Text provided:
Call your doctor or nurse if you are unable to keep fluids down for more than 12 hours or if you feel lightheaded or dizzy at any time.
Fever can be a serious side effect of this medication. If you develop a fever of 101 or greater, call your healthcare team right away and before taking the next dose of medication.
Low Red Blood Cell Count (Anemia)
Your red blood cells are responsible for carrying oxygen to the tissues in your body. When the red cell count is low, you may feel tired or weak. You should let your oncology care team know if you experience any shortness of breath, difficulty breathing or pain in your chest. If the count gets too low, you may receive a blood transfusion.
This medication can cause kidney problems, which your oncology team will monitor for using blood tests to check your creatinine level. Notify your healthcare provider if you notice decreased urine output, blood in the urine, swelling in the ankles, or loss of appetite.

Extracted records:
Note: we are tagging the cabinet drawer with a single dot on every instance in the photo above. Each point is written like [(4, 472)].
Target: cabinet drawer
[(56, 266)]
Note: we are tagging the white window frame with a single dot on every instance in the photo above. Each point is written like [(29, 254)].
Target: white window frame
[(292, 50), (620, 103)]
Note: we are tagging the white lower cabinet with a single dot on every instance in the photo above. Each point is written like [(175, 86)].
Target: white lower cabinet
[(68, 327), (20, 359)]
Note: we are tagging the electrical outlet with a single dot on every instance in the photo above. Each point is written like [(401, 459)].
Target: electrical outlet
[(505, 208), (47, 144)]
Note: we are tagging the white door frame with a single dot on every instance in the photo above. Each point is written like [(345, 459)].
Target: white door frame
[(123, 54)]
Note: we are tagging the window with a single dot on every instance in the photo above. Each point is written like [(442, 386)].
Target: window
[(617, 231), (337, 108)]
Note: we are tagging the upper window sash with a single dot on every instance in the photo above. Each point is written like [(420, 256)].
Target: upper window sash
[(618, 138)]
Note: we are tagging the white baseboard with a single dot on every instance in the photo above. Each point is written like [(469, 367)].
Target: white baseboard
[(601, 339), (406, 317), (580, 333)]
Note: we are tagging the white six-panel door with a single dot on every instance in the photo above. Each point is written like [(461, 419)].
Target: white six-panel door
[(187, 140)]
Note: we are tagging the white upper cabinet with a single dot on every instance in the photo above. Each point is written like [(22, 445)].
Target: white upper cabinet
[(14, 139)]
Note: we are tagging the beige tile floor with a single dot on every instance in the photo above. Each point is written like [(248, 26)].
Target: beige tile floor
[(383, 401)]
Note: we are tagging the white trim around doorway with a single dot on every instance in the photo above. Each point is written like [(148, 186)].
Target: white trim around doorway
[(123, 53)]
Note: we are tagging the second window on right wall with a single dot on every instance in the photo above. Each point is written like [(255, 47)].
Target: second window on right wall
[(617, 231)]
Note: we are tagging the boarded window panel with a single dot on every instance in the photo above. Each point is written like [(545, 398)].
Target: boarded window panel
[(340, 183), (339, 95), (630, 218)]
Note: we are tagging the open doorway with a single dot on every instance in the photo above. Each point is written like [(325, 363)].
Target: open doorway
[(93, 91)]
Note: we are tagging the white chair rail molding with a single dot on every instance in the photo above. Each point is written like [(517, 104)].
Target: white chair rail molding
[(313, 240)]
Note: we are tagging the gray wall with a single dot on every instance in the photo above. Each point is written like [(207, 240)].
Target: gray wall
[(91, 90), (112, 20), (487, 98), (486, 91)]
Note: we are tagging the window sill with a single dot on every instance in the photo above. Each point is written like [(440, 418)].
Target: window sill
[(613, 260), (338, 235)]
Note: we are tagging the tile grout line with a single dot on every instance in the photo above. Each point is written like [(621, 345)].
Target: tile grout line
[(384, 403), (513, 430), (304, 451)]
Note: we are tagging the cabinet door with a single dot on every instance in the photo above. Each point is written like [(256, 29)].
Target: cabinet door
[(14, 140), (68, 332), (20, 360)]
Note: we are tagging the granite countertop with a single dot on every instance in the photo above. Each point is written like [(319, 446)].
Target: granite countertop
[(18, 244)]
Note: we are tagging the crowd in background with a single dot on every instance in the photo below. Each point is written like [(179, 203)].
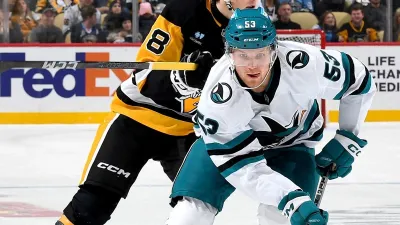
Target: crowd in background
[(110, 21)]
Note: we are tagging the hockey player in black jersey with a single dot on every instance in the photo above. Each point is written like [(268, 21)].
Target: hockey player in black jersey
[(151, 112)]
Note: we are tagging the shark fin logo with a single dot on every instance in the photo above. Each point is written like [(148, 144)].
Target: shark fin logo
[(221, 93), (297, 59)]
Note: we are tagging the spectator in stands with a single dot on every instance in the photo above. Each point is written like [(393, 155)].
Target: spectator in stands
[(22, 15), (271, 8), (115, 37), (158, 9), (14, 31), (47, 32), (284, 22), (88, 31), (327, 23), (73, 15), (115, 17), (102, 5), (146, 18), (126, 31), (299, 5), (375, 15), (329, 5), (357, 30), (396, 26), (58, 5)]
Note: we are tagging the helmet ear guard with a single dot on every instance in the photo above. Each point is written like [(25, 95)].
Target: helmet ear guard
[(228, 4)]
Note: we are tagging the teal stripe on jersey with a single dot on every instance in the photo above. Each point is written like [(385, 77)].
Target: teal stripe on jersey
[(231, 144), (368, 86), (346, 67), (310, 118), (240, 164)]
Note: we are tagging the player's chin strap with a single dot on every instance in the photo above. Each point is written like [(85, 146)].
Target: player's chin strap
[(274, 55)]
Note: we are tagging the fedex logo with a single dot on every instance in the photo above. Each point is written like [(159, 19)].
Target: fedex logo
[(67, 82)]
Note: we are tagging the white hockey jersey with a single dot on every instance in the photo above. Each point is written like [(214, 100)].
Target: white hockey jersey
[(237, 125)]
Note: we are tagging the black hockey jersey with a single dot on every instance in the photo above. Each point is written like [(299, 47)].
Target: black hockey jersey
[(159, 99)]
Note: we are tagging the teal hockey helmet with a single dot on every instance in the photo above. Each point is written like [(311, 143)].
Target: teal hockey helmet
[(250, 29)]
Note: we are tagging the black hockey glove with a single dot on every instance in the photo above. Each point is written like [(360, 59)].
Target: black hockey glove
[(198, 77)]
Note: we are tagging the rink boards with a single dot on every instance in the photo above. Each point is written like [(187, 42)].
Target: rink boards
[(83, 96)]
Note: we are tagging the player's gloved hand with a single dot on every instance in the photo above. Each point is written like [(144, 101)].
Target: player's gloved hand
[(340, 151), (300, 210), (197, 78)]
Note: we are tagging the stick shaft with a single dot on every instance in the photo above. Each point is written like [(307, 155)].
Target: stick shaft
[(320, 191)]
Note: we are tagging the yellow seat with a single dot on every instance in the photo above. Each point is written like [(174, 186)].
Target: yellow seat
[(305, 19), (59, 20), (341, 18)]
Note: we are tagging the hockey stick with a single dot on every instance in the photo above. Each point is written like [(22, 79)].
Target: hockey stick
[(6, 65), (322, 186)]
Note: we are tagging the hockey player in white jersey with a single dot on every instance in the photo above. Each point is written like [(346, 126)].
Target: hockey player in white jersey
[(259, 121)]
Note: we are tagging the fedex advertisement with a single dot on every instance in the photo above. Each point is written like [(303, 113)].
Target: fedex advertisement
[(34, 95), (64, 83), (63, 94)]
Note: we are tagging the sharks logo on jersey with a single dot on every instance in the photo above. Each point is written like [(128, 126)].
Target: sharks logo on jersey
[(221, 93), (297, 59)]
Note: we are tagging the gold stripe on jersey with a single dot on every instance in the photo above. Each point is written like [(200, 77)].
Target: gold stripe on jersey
[(164, 43), (153, 119), (141, 84), (98, 140)]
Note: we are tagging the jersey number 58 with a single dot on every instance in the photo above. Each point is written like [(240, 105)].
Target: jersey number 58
[(158, 41)]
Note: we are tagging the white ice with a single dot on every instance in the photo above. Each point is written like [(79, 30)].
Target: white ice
[(41, 165)]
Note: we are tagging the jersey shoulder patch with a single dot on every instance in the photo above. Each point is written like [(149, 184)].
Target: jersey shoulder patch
[(178, 12), (221, 93)]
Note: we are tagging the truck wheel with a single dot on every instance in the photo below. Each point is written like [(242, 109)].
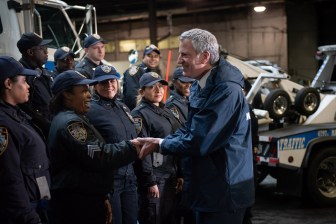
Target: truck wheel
[(277, 103), (307, 101), (321, 177)]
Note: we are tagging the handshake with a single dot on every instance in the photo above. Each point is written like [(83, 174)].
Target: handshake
[(146, 146)]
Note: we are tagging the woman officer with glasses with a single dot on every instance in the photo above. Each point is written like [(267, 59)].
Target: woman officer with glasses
[(64, 60)]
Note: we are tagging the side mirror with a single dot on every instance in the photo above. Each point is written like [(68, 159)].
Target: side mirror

Activity A:
Rewrite the passage of the medication side-effects text starting with "Your red blood" and going on through "a blood transfusion.", renaming "oncology care team" as "treatment team".
Activity B:
According to the medication side-effects text, what are red blood cells responsible for?
The records play no part in what comes next and can be set aside.

Response area A:
Your red blood cells are responsible for carrying oxygen to the tissues in your body. When the red cell count is low, you may feel tired or weak. You should let your treatment team know if you experience any shortness of breath, difficulty breathing or pain in your chest. If the count gets too low, you may receive a blood transfusion.

Response area B:
They carry oxygen to the tissues in the body.